(Exercise instructions):
1. Answer these questions using the passage on clinical data sharing:
(a) How often do ICMJE participants meet?
(b) No later than how long after publication does the ICMJE seek to share de-identified individual patient data?
(c) What must authors include in a submitted manuscript as a condition of consideration for publication in member journals?
2. Carry on the passage on clinical data sharing from the point where it ends, keeping its formal register.

(Provided text):
>>>>
The Significance of Clinical Data Sharing

Article

In a growing consensus, many foundations, government agencies, and industries around the world now mandate clinical data sharing.

In a growing consensus, many foundations, government agencies, and industries around the world now mandate clinical data sharing.

Reputable medical journals act as platforms that bring clinical trial data together and facilitate data sharing through the International Committee of Medical Journal Editors (ICMJE). This small working group of general medical journal editors believes that there is an ethical obligation to responsibly share data generated by interventional clinical trials because participants have put themselves at risk.

ICMJE participants meet annually and fund their own work on the Recommendations for the Conduct, Reporting, Editing and Publication of Scholarly Work in Medical Journals.

US-based members of the ICMJE include the Annals of Internal Medicine, Journal of the American Medical Association, New England Journal of Medicine, PLOS Medicine, and the National Library of Medicine.

The ICMJE instills individual patient data sharing obligations and seeks to share de-identified individual patient data underlying the results presented in articles (including tables, figures, and appendices or supplementary material) no later than 6 months after their publication.

As a condition of consideration for publication in member journals, authors are required to include a description of the data-sharing plan in the submitted manuscript. This requirement aims in part to prevent selective publication and reporting of research outcomes, as well as unnecessary duplication of research efforts.
<<<<
(Natural-language object grounding data):
>>>>
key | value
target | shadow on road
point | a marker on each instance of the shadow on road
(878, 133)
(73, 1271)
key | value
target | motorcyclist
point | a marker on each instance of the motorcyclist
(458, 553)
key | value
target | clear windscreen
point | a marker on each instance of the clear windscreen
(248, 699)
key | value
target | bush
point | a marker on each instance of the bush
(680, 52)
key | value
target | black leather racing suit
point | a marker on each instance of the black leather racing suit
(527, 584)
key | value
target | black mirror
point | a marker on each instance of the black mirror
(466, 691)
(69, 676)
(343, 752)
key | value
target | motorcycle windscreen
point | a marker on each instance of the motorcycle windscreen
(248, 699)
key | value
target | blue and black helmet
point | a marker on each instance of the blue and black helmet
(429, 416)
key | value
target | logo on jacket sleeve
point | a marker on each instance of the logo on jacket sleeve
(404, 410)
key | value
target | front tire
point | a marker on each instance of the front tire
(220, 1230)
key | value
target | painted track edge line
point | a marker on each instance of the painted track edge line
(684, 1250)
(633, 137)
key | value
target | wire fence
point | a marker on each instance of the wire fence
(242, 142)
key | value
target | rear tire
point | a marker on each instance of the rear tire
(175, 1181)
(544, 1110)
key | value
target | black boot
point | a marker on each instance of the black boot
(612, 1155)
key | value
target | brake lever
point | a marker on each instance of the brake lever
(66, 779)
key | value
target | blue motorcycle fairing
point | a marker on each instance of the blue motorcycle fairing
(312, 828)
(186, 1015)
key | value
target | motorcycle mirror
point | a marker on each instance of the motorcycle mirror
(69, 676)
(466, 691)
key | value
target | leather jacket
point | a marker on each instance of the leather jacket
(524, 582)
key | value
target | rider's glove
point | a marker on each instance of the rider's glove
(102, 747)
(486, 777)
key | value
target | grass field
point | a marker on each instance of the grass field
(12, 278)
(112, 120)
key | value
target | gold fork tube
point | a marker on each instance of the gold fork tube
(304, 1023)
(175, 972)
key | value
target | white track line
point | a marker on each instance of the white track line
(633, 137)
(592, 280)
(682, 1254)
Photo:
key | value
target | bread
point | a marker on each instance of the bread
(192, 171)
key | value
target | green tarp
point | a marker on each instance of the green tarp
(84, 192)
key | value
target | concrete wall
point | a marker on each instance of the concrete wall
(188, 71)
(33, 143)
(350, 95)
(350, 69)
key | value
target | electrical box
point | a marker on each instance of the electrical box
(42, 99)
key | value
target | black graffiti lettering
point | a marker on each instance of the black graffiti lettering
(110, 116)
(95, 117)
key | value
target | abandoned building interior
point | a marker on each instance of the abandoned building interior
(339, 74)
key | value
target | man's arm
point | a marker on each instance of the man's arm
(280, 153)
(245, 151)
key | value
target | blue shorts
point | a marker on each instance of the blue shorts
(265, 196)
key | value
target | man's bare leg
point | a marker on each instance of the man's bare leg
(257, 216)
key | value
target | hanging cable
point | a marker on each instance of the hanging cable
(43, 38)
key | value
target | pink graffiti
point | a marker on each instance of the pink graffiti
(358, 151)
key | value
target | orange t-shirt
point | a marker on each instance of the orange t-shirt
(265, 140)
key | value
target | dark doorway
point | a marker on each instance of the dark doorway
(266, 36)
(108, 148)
<<<<
(Answers for this exercise):
1.
(a) Annually.
(b) No later than 6 months after publication.
(c) A description of the data-sharing plan.

2.
Prospective trial registration currently includes documenting the planned primary and major secondary endpoints that will be assessed in order to enable identification of incomplete reporting as well as post-hoc analyses. Declaring a plan for sharing data prior to their collection further enhances transparency in the conduct and reporting of clinical trials by exposing whenever data availability after trial completion differs from prior commitments.

ICMJE editors do not consider the deposition of data in a registry to constitute prior publication.

Authors of secondary analyses using shared data must also attest that the use was in accordance with the terms (if any) agreed to upon their receipt. Referencing the source of the data using a unique identifier of a clinical trial’s dataset is also required to provide appropriate credit to those who generated it and enabling searching for the studies it has supported.

Authors of secondary analyses must explain completely how their datasets differ from previous analyses. In addition, those who generate and then share clinical trial datasets deserve substantial credit for their efforts.

Those using data collected by others should seek collaboration with those who originally collected the data. However, because collaboration will not always be possible, practical, or desired, an alternative means of providing appropriate credit needs to be developed and recognized in the academic community.

Clinical data sharing is a shared responsibility. Editors of individual journals can help foster data sharing by changing the requirements of the manuscripts they will consider for publication in their journals, but funders and sponsors of clinical trials are in a position to support and ensure adherence to individual patient data sharing obligations.

If journal editors become aware that individual patient data sharing obligations are not being met, they may choose to request additional information; publish an expression of concern; notify the sponsors, funders, or institutions; or, in certain cases, retract the publication.

Sharing data will increase confidence and trust in the conclusions drawn from clinical trials. It will enable the independent confirmation of results—an essential tenet of the scientific process—and it will foster the development and testing of new hypotheses.

When done well, clinical trial data sharing can glean the most key learnings from each trial and avoid unwarranted repetition. The ICMJE believes this will benefit patients, investigators, sponsors, and society.